Passage to read
==============================

Alaina Hallett

Director of Wilderness School & Programs Instructor

Alaina is deeply grateful for the privilege to call nature connection and cultural repair her life’s work. A cis-gendered woman of Irish, Scottish, English and Metis ancestry, she is deeply grateful for all the teachers she’s had in her life, who directly and indirectly inspired her on this path. As the Owner and Director of Thriving Roots, she is inspired by the journey of life-long learning and the multi-generational quest to cultivate community anchored in connection to place. Questions that keep her up at night include “what does it mean to live in true reciprocity with land” and “how can we reconcile our deep relationality with the more than human world while still in a modern paradigm that takes more than it gives?”

==============================

What to do
a) According to the profile of Alaina Hallett, which organization does she own and direct?
b) Carry on the profile of Alaina Hallett, beginning immediately after its final sentence.

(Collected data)
==============================

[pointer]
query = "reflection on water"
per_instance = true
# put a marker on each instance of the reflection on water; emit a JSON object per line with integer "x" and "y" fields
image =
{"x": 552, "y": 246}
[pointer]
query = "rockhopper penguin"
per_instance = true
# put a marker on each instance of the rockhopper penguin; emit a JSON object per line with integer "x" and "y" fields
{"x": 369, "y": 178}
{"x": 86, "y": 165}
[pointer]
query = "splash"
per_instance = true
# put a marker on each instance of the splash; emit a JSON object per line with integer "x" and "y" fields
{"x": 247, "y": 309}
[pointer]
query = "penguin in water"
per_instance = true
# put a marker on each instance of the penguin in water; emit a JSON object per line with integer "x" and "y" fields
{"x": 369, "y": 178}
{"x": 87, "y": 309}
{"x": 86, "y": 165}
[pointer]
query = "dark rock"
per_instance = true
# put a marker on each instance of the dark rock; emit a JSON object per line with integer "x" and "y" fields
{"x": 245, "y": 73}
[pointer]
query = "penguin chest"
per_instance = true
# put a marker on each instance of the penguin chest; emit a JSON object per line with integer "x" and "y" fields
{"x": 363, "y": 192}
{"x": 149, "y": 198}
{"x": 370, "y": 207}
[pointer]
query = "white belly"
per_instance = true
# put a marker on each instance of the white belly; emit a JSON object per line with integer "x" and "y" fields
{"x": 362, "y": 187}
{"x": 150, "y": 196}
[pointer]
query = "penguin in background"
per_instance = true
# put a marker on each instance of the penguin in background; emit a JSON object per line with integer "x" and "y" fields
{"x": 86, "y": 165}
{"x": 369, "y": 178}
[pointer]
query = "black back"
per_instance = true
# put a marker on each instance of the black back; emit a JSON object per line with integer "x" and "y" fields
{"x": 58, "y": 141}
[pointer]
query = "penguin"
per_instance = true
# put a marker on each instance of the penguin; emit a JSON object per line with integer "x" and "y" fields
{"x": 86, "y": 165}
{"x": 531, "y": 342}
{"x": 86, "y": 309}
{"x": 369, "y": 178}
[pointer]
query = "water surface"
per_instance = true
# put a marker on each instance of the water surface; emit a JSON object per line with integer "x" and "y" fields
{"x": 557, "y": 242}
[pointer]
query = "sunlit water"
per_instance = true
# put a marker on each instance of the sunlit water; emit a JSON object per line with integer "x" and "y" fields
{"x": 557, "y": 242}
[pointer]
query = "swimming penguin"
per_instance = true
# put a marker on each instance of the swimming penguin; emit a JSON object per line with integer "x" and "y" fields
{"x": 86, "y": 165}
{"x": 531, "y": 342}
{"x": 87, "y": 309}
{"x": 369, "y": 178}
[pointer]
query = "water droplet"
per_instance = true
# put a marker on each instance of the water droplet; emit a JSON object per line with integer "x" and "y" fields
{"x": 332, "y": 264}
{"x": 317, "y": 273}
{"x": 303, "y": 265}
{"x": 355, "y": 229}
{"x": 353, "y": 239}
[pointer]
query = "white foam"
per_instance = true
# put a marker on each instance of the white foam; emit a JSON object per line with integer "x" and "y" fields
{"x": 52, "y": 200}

==============================

Exercise responses
a) Thriving Roots

b)
Growing up on traditional Sto:lo Nation Territory in the Fraser Valley, Alaina’s connection to nature was sparked through magical camping trips with her vast extended family and watching her mom affectionately tend her gardens and the all birds, bees and insects around the house. She grew up very self-motivated and driven towards leadership mainly in the realms of music, theatre and dance.  At 18 when asked to make a serious decision about what to do with her life, she decided to study Political Science in a French immersion undergrad program at SFU so she could help the world through politics. That inspiration soon fizzled into disillusionment, and after completing her degree and even studying in Paris, she turned toward the world of food systems, native plants and ecology as a new framework for seeing human existence and health. She eventually was teaching food systems and ecology in inner-city public schools of Vancouver, guiding therapeutic horticulture programs at the BC Children and Women’s hospital, and teaching beekeeping in inner city community gardens.  Her continued quest for deeper meaning led her to study at the Wilderness Awareness School in Washington for 2 years which woke up parts of her she didn’t know existed. This experience was deeply transformative, and laid a new life path for her in nature connection mentoring and cultural repair. 

On returning to Canada in 2015, she began mentoring with Thriving Roots in Victoria and Wisdom of the Earth on Salt Spring and has been guiding deep nature connection and cultural repair work ever since. She’s continually inspired by Bill Plotkin’s approach to eco-based depth psychology as well as Non-Violent Communication and Attachment Parenting.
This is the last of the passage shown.